* _Tasks for this exercise_:
[1] According to the text about Frazer and hero myths, why would the dying-rising god have doubtful relevance to Christianity even if Frazer were right about it? Answer in one to three sentences.
[2] Please return the part of the text about Frazer and hero myths from "To begin with, if" down to "essentially a tautology.", word for word.

* _Text to read_:
━━━━━━

The greatest problem with Frazer, however, is that construct of the dying-rising god is simply a fantasy. The distinguished scholar J.Z.Smith, a man who most certainly cannot be regarded as a defender of Christianity, wrote an important article for Mircea Eliade's 'Encyclopedia of Religion' (New York 1987) in which he took various alleged examples of dying-rising gods and showed that none of them actually fits the category. (My own researches lead me to believe that the Phoenician god Melqart, whom Smith does not discuss, is the one exception - but he is very much the exception.) Certainly, Frazer's star witnesses of Attis, Adonis and Osiris suffer from the fatal flaw in each case of dying and then failing to be resurrected.

Even if Frazer and his followers were right about the dying-rising god, the relevance to Christianity would be doubtful. The Christian story makes no connection whatever between Christ and the agricultural year or the rhythms of the natural world. Moreover, Frazer's followers who elaborated his work with particular reference to the ancient Near East made it clear that their dying-rising gods and kings were tightly enmeshed in a series of bizarre annual rites with no conceivable parallels in Christianity.

The second 'copycat' model advanced by sceptics involves the prototypical schemas of the life of the hero sometimes drawn up by scholars.

The sceptic will typically appeal to the work of Lord Raglan, even though it's now 70 years out of date and a number of different schemas have since been proposed. There are serious problems with Raglan.  In order to get mythical figures to fit his schema, you often have to cheat quite blatantly; and, in any case, real-life historical figures such as Hitler and Napoleon fit the pattern just as well as the ancient heroes whom he adduced.

In general, the 'monomyth' schemas are of limited usefulness. They prove a certain amount about the patterns followed by the lives of heroes in different cultures, but they don't prove very much, and what they do prove isn't always very comforting to the sceptic.

To begin with, if one puts all the schemas that have been proposed together and looks for common elements, the results that emerge are often vague or unhelpful. For instance, the hero will typically have a miraculous conception or birth - but it's hardly legitimate to compare the story of the virgin birth recounted in the Gospels with, say, Zeus raping Leda in the form of a swan simply because both involve some sort of supernatural element. What such 'similarities' boil down to seems to be the earth-shattering revelation that supernatural things happen to supernatural figures, which is essentially a tautology.

Secondly, where hero-stories do concur, they often concur in ways which question the utility of applying them to the story of Jesus. Incest and parricide are recurrent themes of the schemas, for example, as is the link between the hero and kingship (you can get out of this by suggesting that Jesus was the heir of King David, or that he heralded the Kingdom of God, but this is just the sort of cheating that drains the schemas of their credibility). Even Raglan's schema falls down on this point, most obviously because Jesus didn't marry a princess (a motif which appears in other schemas too).

Even if they exist, what do the parallels prove?

━━━━━━

* _Collected data entries_:
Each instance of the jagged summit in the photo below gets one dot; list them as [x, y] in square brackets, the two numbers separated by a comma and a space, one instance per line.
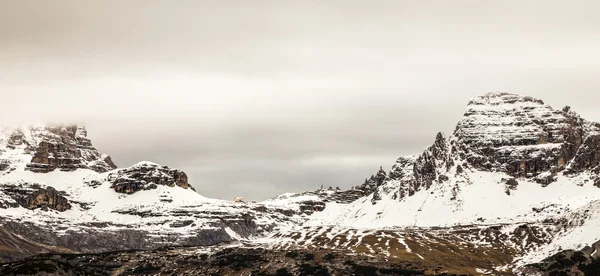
[45, 148]
[498, 98]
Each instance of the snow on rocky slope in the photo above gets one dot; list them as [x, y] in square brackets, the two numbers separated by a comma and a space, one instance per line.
[516, 182]
[56, 189]
[515, 176]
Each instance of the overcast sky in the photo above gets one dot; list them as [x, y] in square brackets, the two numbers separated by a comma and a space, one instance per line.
[257, 98]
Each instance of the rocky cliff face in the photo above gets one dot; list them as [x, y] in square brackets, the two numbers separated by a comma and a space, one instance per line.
[506, 133]
[62, 147]
[524, 137]
[146, 176]
[33, 197]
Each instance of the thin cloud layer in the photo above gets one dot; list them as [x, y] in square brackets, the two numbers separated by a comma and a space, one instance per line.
[282, 96]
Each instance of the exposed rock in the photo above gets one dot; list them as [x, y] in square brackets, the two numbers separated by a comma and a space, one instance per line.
[510, 184]
[567, 262]
[33, 197]
[534, 138]
[145, 176]
[64, 147]
[229, 261]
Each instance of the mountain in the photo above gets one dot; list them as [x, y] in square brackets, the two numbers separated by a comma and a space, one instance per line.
[515, 185]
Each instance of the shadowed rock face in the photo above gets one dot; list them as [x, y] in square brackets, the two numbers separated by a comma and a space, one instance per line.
[33, 197]
[46, 198]
[63, 147]
[239, 261]
[524, 137]
[568, 262]
[145, 176]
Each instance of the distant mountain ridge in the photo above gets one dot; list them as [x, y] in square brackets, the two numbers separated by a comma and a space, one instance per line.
[516, 182]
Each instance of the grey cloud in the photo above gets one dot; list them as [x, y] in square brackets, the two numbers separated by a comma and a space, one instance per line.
[260, 97]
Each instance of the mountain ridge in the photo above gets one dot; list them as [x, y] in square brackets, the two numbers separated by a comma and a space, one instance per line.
[516, 175]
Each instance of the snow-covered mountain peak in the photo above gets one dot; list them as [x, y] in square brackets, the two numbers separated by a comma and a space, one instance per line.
[44, 148]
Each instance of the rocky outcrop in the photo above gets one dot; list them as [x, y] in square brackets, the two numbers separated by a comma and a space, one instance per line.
[32, 196]
[568, 262]
[146, 176]
[524, 137]
[66, 148]
[228, 261]
[63, 147]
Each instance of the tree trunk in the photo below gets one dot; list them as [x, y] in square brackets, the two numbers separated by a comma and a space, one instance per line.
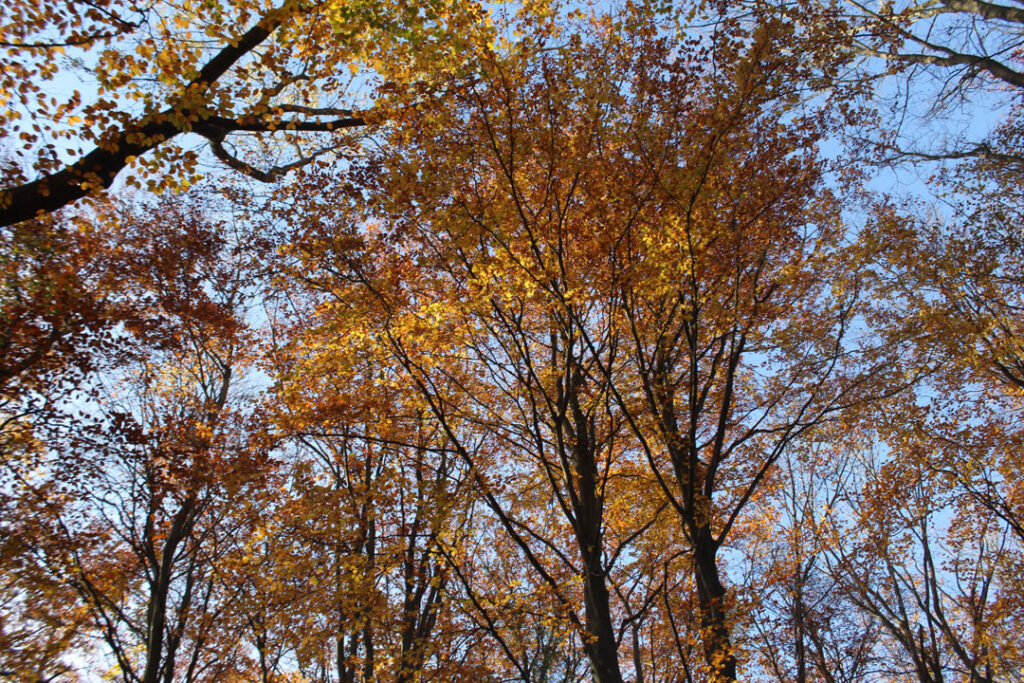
[711, 599]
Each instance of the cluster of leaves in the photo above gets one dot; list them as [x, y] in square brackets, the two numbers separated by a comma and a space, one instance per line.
[570, 366]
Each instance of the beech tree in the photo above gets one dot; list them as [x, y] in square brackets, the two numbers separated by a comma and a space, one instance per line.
[220, 71]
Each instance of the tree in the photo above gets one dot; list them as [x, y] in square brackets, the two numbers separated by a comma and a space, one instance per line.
[128, 504]
[216, 71]
[596, 286]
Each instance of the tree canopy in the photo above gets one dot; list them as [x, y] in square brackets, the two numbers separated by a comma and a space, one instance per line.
[440, 341]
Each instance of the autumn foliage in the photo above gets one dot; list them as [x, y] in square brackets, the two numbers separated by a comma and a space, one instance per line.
[386, 341]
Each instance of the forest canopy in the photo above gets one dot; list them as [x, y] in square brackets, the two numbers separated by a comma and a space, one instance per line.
[386, 341]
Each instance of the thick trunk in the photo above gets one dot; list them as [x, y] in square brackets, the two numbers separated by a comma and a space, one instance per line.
[714, 617]
[601, 647]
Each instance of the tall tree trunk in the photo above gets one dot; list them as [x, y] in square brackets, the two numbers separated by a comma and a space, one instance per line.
[711, 599]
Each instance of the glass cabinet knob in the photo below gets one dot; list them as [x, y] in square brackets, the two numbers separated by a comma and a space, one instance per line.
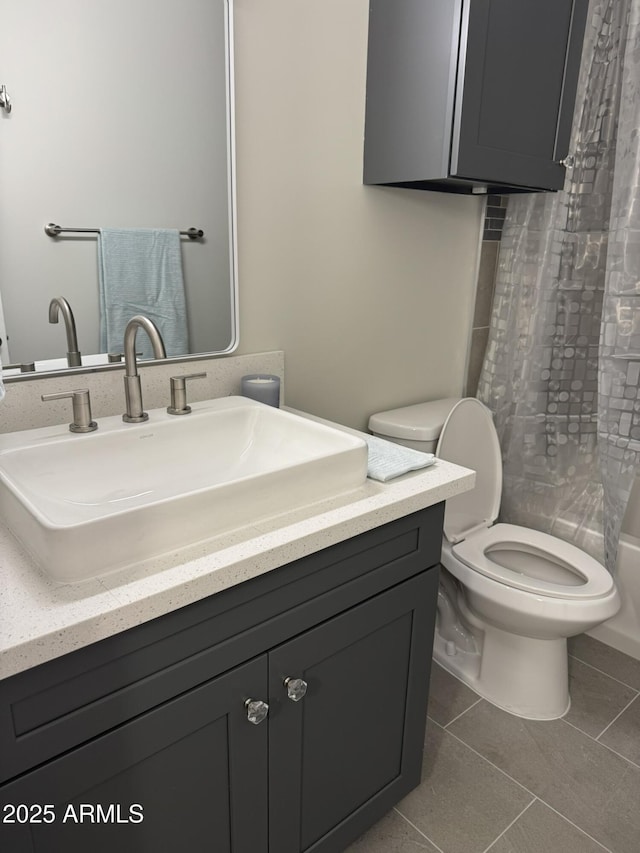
[296, 688]
[257, 711]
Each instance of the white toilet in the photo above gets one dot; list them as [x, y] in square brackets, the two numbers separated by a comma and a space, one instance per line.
[509, 596]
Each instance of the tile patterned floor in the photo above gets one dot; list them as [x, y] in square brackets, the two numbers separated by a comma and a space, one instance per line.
[494, 783]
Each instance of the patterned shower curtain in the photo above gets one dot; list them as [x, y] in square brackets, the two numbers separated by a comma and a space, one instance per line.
[559, 371]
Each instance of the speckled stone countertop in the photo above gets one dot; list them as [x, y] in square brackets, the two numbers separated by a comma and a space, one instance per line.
[41, 620]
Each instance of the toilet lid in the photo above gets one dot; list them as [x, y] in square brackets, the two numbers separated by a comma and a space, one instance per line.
[469, 438]
[570, 572]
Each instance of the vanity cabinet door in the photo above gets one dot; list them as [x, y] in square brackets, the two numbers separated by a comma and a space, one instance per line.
[351, 746]
[190, 775]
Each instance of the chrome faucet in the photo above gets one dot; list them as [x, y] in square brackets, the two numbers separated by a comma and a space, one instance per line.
[58, 306]
[132, 387]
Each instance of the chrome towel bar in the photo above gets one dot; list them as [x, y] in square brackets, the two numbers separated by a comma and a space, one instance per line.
[55, 230]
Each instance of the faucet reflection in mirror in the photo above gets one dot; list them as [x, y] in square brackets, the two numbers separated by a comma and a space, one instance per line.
[58, 306]
[172, 168]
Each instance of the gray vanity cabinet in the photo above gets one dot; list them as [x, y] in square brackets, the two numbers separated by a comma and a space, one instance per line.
[193, 769]
[471, 95]
[144, 742]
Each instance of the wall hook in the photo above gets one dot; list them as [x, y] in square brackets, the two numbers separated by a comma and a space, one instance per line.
[5, 100]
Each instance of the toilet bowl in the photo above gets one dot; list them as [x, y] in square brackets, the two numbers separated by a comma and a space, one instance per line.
[509, 596]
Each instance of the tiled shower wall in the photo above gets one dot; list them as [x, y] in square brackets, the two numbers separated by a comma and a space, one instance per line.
[492, 232]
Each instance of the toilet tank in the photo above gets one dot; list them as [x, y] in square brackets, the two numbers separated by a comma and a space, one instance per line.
[416, 426]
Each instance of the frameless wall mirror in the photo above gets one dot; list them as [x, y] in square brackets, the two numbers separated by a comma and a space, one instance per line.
[122, 117]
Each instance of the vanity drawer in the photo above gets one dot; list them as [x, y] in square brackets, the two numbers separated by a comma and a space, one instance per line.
[61, 704]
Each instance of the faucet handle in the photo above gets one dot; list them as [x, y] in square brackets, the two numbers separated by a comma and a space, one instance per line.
[179, 393]
[116, 357]
[81, 409]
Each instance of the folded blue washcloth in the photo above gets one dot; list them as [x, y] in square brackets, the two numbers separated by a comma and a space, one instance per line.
[388, 460]
[140, 272]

━━━━━━

* _Solutions to the exercise_:
[1] The Christian story makes no connection at all between Christ and the agricultural year or the rhythms of the natural world. Also, Frazer's followers showed that their dying-rising gods and kings were tightly bound up in bizarre annual rites that have no conceivable parallels in Christianity.

[2]
To begin with, if one puts all the schemas that have been proposed together and looks for common elements, the results that emerge are often vague or unhelpful. For instance, the hero will typically have a miraculous conception or birth - but it's hardly legitimate to compare the story of the virgin birth recounted in the Gospels with, say, Zeus raping Leda in the form of a swan simply because both involve some sort of supernatural element. What such 'similarities' boil down to seems to be the earth-shattering revelation that supernatural things happen to supernatural figures, which is essentially a tautology.